» Supplied information
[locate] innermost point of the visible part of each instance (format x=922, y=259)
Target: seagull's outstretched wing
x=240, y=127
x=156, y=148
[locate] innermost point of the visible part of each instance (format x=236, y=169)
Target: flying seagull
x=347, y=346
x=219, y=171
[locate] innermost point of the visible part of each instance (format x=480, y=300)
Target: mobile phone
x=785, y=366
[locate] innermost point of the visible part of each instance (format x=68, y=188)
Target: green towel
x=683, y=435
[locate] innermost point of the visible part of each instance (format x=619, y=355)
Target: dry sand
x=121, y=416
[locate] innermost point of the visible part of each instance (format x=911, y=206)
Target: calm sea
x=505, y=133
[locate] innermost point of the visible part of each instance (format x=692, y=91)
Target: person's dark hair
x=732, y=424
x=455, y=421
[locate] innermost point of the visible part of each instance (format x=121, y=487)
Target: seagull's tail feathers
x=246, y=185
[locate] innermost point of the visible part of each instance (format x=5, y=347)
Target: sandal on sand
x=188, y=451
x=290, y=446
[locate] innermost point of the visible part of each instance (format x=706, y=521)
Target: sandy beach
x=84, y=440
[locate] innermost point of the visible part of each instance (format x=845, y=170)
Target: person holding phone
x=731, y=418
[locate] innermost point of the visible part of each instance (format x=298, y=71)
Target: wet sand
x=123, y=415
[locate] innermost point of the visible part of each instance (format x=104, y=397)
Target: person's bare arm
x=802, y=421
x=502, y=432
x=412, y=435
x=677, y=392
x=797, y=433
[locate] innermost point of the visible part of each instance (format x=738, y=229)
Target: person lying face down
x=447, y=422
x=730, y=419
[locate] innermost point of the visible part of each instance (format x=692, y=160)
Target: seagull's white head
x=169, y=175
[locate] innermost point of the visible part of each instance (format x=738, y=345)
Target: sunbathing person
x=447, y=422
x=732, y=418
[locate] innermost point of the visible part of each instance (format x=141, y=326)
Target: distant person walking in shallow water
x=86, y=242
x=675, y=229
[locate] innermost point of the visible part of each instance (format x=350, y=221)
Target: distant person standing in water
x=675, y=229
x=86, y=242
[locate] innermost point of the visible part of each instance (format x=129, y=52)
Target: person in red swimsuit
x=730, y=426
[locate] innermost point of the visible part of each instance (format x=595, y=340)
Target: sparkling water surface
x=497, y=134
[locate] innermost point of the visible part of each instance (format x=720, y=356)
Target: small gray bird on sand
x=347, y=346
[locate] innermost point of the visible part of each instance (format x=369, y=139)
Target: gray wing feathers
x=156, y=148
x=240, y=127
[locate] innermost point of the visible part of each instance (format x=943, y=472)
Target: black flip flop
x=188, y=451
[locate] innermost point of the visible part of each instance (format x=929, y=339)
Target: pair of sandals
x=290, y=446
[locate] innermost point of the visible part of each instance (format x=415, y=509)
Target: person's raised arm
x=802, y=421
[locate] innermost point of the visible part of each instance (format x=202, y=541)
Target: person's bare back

» Your goal
Copy out the entries above, from the line containing "(format x=480, y=300)" up to and including the line containing "x=123, y=415", keeping each line unchanged.

» Response for this exercise
[locate] innermost point of the visible part of each instance (format x=480, y=300)
Target: mobile phone
x=785, y=366
[locate] innermost point of the visible part of each instance (format x=68, y=188)
Target: green towel
x=683, y=435
[locate] innermost point of the visible part of each instance (format x=619, y=355)
Target: dry sand
x=121, y=416
[locate] innermost point of the visible part of each instance (format x=911, y=206)
Target: calm sea
x=505, y=133
[locate] innermost point of the visible part of each instance (format x=692, y=91)
Target: person's dark hair
x=732, y=424
x=455, y=421
[locate] innermost point of the visible part of each instance (format x=121, y=487)
Target: seagull's tail feathers
x=246, y=185
[locate] innermost point of the visible part of each instance (format x=5, y=347)
Target: sandal on sand
x=188, y=451
x=290, y=446
[locate] innermost point of the visible part of each instance (format x=706, y=521)
Target: sandy beach
x=84, y=440
[locate] innermost point of the visible part of each instance (format x=845, y=170)
Target: person holding phone
x=731, y=418
[locate] innermost point of the visible part of each instance (format x=298, y=71)
Target: wet sand
x=123, y=415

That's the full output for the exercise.